[START Selected excerpt]
It seems like there is a middle ground which has not been explored, which is
simply a more expensive coffee shop with more space, where you are
allowed/expected to stay for long periods of time. I would pay for that.

You can call that an internet cafe if you want, but it wouldn't really be like
any I've been to.

------
abraham_s
How about coffee shops offering to rent out a table for n hours for x dollars?
It might be weird but I would like a option to pay for the facilities without
having a coffee every two hours.

------
Ellipsis753
I honestly have no problem with this. If a shop feels the need to enforce
limits then that's fine and is up to them.

If I go to a shop and there are frequently no seats for whatever reason I will
stop going there. If I need wifi for something and a shop doesn't offer it
then I won't go there either. It's up to the coffee shop to decides how best
to balance this for themselves. There are plenty of other coffee shops and I
will go to the one that normally has space and has wifi and good coffee if at
all possible.

If I'm ever at a coffee shop too long then a worker there can ask me to leave.
I will happily pay my bill and leave. However I will likely never return to
that coffee shop. This is up to the shop, if they need the seat more than my
custom then I honestly have nothing against them and as I said, there are many
more shops. (I have never actually been asked to leave a coffee shop however.)
[END Selected excerpt]
[START Given data]
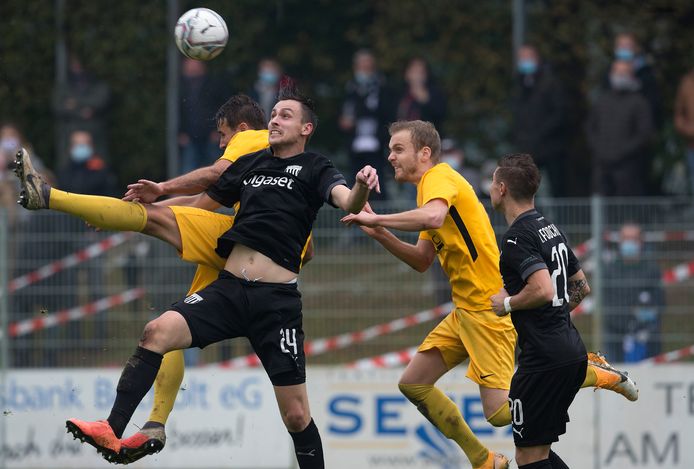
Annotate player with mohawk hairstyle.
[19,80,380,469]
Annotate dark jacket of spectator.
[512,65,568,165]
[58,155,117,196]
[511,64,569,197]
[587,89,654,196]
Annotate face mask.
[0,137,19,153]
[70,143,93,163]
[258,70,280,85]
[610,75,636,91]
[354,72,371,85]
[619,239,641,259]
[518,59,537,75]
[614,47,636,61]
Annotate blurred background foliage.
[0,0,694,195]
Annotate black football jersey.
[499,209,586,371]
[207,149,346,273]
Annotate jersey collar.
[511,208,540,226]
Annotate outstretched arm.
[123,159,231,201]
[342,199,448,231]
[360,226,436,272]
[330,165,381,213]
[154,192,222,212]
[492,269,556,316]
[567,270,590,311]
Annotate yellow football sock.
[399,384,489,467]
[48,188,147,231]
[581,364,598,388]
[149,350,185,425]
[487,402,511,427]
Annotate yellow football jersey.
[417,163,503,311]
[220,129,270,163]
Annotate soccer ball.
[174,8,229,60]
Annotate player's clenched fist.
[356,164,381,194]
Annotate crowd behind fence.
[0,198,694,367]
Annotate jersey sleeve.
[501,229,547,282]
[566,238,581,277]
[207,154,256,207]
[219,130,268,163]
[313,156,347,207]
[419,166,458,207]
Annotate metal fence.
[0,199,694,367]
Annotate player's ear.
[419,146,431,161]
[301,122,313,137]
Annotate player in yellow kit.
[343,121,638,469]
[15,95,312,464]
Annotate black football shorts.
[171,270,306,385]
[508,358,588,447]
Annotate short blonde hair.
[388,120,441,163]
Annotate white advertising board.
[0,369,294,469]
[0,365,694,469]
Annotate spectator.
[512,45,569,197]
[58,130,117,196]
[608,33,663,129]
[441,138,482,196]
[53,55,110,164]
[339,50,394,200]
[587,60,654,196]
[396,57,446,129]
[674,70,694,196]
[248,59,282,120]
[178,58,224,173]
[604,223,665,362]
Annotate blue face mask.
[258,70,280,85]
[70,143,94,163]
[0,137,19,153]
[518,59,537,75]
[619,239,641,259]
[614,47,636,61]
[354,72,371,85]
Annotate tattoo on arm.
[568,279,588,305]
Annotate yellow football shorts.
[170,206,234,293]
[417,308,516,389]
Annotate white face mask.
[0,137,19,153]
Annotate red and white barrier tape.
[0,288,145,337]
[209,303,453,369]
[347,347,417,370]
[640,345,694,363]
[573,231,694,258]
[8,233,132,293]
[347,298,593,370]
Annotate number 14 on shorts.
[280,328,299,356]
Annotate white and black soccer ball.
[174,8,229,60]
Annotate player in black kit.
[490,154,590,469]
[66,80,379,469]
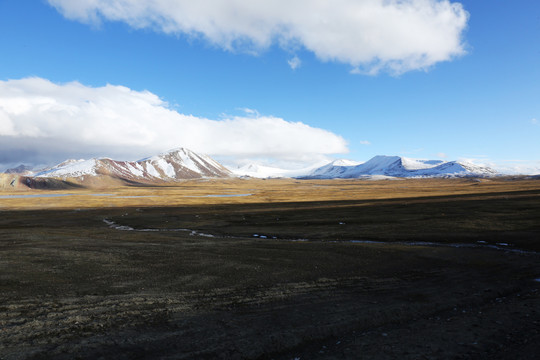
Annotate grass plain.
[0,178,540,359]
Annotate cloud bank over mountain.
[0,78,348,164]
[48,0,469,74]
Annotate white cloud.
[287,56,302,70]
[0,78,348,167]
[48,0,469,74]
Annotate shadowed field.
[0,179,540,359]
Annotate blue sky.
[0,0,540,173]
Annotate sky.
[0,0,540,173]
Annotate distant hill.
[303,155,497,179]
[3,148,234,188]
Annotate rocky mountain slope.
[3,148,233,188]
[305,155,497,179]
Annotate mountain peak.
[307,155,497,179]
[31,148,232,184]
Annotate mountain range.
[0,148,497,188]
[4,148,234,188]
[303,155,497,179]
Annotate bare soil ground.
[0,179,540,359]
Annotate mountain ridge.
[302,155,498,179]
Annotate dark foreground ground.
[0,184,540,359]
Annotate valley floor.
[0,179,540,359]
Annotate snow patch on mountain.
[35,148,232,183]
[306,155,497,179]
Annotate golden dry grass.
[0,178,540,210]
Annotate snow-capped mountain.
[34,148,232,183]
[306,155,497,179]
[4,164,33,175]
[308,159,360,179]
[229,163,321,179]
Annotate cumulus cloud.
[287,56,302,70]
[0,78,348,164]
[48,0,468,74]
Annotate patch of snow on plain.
[END Given data]
● **Requirements**:
Reproduce the passage of the coffee shop thread that begins at the words "It seems like" and stops after the words "I've been to.".

● **Output for this task**:
It seems like there is a middle ground which has not been explored, which is
simply a more expensive coffee shop with more space, where you are
allowed/expected to stay for long periods of time. I would pay for that.

You can call that an internet cafe if you want, but it wouldn't really be like
any I've been to.